Please extend the text about sensory overload below, starting right after its final sentence.

TEXT:
[Start of section]
Cuckoo Bananas?
Heartbreaking, Soul shattering confusion. Like the world is too bright, too loud and
too open. Suddenly you can feel every single hair on your body brush against your skin. Every itch, every ache, every pain. You yearn for stillness but she never comes to save you.
Over-Simulation. The absolute hell that comes with being alive. While, judging by the word it sounds bearable—like an overly-medical diease name—it is definitely not.
Its like being on fire and the extinguisher is just beyond reach and you are flailing and squirming to grab it but you just can’t. You continue to thrash and flay but the same thought is repeating and trumping any attempt of saving yourself. The siring pain, scorching your body as the thought pounds through your skull and all you can think is: I want to die.
Basically, it’s absolute and complete torment.
[End of section]
STORED DATA:
[Start of section]
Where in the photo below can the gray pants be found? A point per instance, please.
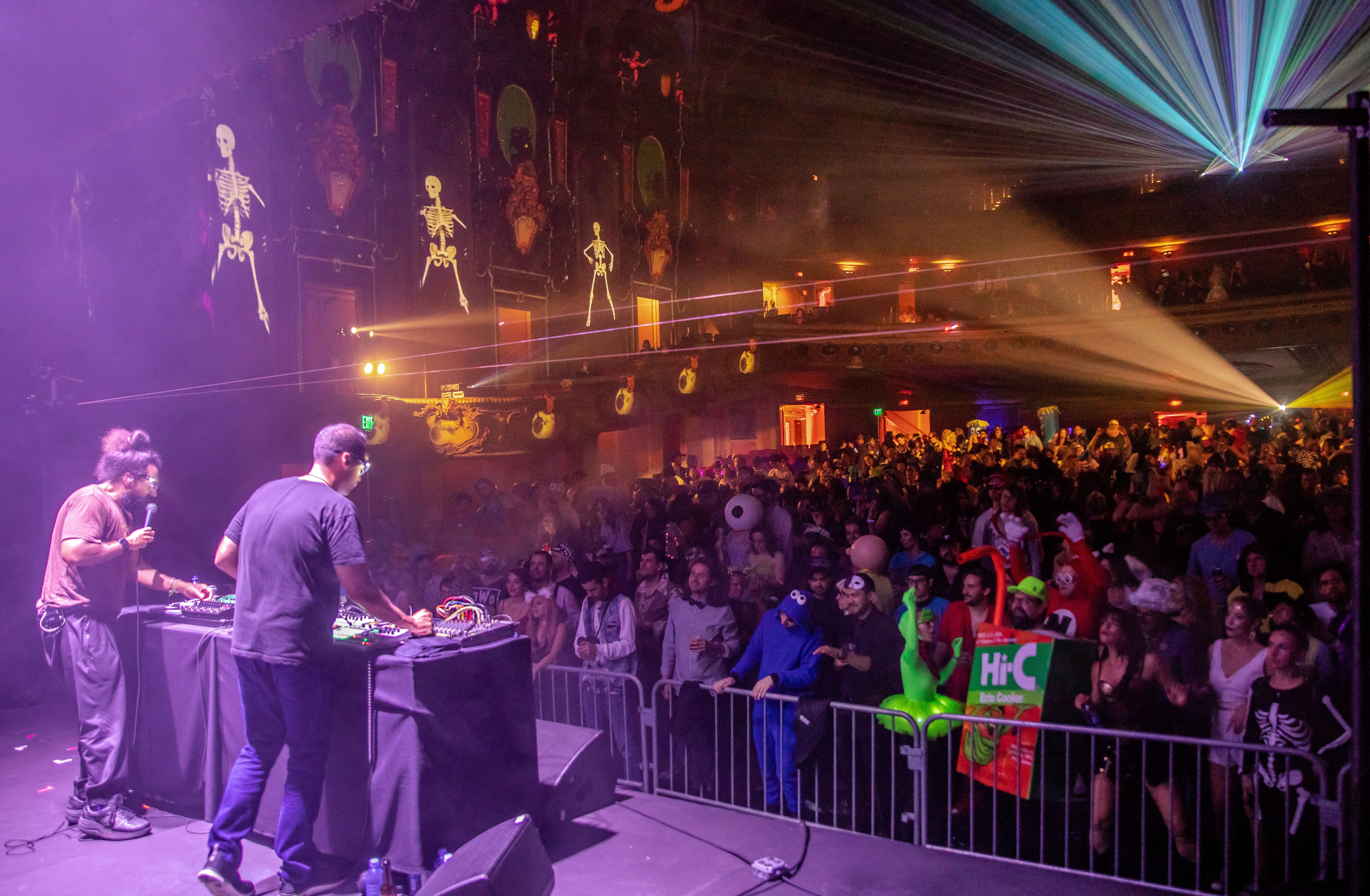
[End of section]
[Start of section]
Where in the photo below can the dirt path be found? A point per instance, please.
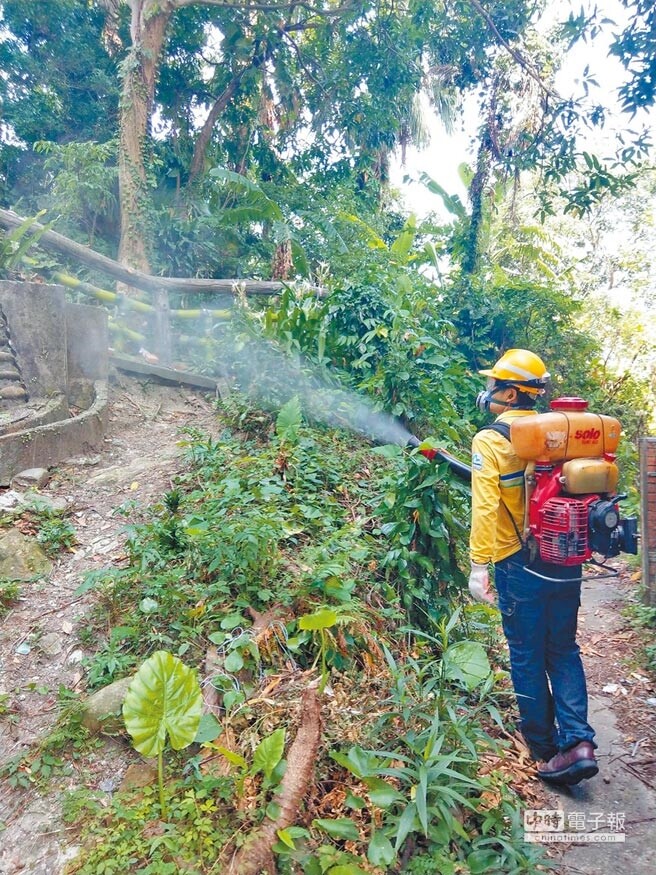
[End of section]
ANSWER FOR THIS EXERCISE:
It's like you're in an over-drive. Your brain is moving so fast, it's frustrated that your body can’t keep up. Your motor skills have gone completely to shit and it's so thoroughly aggravating, you just kind of malfunction and start freaking out. Suddenly distinctly aware of absolutely everything, and it sends you into a fit of rage fueled confusion.
Suddenly your sport's bra is too tight and it's digging into your back, restricting you. You're sweaty, so your hair begins to stick to your forehead. There’s hair in your eyes, but it’s so small you can’t get it out. You're itchy, but you don’t actually know where. So instead of figuring it out, you just scream. And I mean scream. You just let it all out into the middle of your gym's parking lot.
Over-stimulation is life's verison of drop toture method. It's starts out with a frustration or annoying menial task you'd think you'd be able to do. Next your in the corner of your room crying hystreically becasue your too-long-nails couldn't pick up the nickel on your desk.
Or maybe I'm just insane.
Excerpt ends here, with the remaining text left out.